**EXTRAIT ÉTUDIÉ**
━━━━
Le mensonge lie votre affaire à celles de Maurice-Ravel et de Samuel Paty. Dans votre cas, on omet souvent que votre « doigt dans le cul » d’Allah était une réponse à un harcèlement massif. Samuel Paty a été tué car une élève a menti en disant qu’il avait exclu les élèves musulmans de son cours. Idem avec l’affaire Maurice-Ravel – la lycéenne à laquelle le proviseur avait demandé d’enlever son voile l’a accusé, faussement, de l’avoir frappée. Une rumeur que même des médias « sérieux » ont relayée. Pour citer le titre de votre livre, en plus du prix de la liberté, la résistance – ou la tentative de résistance – aux assauts islamistes ne révèle-t-elle pas aussi le prix de la vérité ?

Évidemment. La plupart des attaques à mon encontre sont basées sur de la diffamation. Les personnes qui prennent le temps de se renseigner un minimum et qui ont un peu d’esprit critique connaissent très bien la vérité. C’est de cette façon qu’ils deviennent bruyants et écrasent leurs victimes. En les diabolisant, pour qu’elles soient seules contre tous. Ils ont conscience que la réalité ne leur permettra pas d’être crédibles, ne recueillera pas l’adhésion de l’opinion publique, alors ils l’effacent. C’est leur mode opératoire avec, comme outil, la vitalité des réseaux sociaux. Quand on est obligé de mentir pour servir sa cause, il faut se demander si celle-ci est digne d’être défendue.

On dit que l’école est bien obligée de faire dans le « pas de vagues » car elle subit une crise massive. Outre qu’il est de plus en plus difficile d’enseigner, l’école a de plus en plus de mal à recruter des enseignants et beaucoup, comme le proviseur de Maurice-Ravel, préfèrent partir au plus vite en retraite. Le « pas de vagues » serait en réalité la traduction d’un « pas le choix ». Comment comprenez-vous une telle stratégie ?
━━━━
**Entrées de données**

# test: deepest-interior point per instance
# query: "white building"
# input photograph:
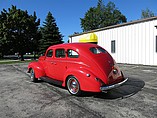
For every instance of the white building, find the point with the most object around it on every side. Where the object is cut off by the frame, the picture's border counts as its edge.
(132, 43)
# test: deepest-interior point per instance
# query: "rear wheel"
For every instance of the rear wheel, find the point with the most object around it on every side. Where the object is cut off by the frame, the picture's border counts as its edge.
(73, 86)
(32, 76)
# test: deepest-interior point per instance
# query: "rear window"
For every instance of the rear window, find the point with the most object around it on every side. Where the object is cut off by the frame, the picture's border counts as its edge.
(97, 50)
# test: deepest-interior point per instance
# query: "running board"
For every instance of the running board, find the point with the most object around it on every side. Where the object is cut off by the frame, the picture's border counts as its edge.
(51, 81)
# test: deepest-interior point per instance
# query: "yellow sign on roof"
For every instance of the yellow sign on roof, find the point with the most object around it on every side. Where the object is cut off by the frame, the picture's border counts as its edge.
(91, 37)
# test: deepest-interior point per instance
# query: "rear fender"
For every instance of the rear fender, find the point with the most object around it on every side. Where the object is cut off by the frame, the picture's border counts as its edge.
(38, 69)
(86, 78)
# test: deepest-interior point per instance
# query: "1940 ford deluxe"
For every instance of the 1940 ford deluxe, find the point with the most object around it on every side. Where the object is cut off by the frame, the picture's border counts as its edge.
(78, 67)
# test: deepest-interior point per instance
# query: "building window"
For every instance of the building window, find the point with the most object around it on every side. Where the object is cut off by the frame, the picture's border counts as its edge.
(113, 46)
(156, 43)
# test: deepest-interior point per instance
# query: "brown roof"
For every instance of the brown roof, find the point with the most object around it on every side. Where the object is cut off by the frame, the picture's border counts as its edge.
(119, 25)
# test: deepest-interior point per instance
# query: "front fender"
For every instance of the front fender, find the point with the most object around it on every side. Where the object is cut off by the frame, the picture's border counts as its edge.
(38, 69)
(86, 78)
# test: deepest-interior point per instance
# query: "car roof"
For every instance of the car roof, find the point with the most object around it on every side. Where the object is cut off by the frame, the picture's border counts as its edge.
(75, 45)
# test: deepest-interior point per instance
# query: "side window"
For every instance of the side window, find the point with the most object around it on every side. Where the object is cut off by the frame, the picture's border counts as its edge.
(60, 53)
(49, 53)
(113, 46)
(72, 54)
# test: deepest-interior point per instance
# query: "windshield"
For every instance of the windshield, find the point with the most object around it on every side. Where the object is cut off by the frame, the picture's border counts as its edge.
(97, 50)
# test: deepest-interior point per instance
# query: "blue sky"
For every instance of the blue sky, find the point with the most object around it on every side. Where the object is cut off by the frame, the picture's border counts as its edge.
(68, 12)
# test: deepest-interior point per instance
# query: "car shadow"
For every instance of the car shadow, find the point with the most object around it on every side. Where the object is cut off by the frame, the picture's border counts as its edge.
(130, 88)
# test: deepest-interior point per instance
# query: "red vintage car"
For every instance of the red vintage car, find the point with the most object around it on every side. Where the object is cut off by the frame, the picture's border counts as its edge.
(78, 67)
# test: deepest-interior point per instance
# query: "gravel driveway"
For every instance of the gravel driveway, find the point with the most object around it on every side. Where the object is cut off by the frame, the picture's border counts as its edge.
━━━━
**ÉNONCÉ 1**
Répondez aux questions suivantes à l'aide de l'extrait d'entretien.
(a) Quel mensonge d'une élève a conduit à la mort de Samuel Paty ?
(b) De quoi la lycéenne de Maurice-Ravel a-t-elle faussement accusé le proviseur ?
(c) Que préfèrent faire beaucoup d'enseignants, comme le proviseur de Maurice-Ravel ?
**ÉNONCÉ 2**
Relevez dans l'extrait d'entretien le passage qui va de « Évidemment. La plupart » jusqu'à « digne d’être défendue. » inclus.
Ces entrées forment un document à part, distinct de l'extrait d'entretien.

**CORRIGÉ 1**
(a) Elle a prétendu qu'il avait exclu les élèves musulmans de son cours.
(b) Elle l'a accusé de l'avoir frappée.
(c) Ils préfèrent partir au plus vite en retraite.

**CORRIGÉ 2**
Évidemment. La plupart des attaques à mon encontre sont basées sur de la diffamation. Les personnes qui prennent le temps de se renseigner un minimum et qui ont un peu d’esprit critique connaissent très bien la vérité. C’est de cette façon qu’ils deviennent bruyants et écrasent leurs victimes. En les diabolisant, pour qu’elles soient seules contre tous. Ils ont conscience que la réalité ne leur permettra pas d’être crédibles, ne recueillera pas l’adhésion de l’opinion publique, alors ils l’effacent. C’est leur mode opératoire avec, comme outil, la vitalité des réseaux sociaux. Quand on est obligé de mentir pour servir sa cause, il faut se demander si celle-ci est digne d’être défendue.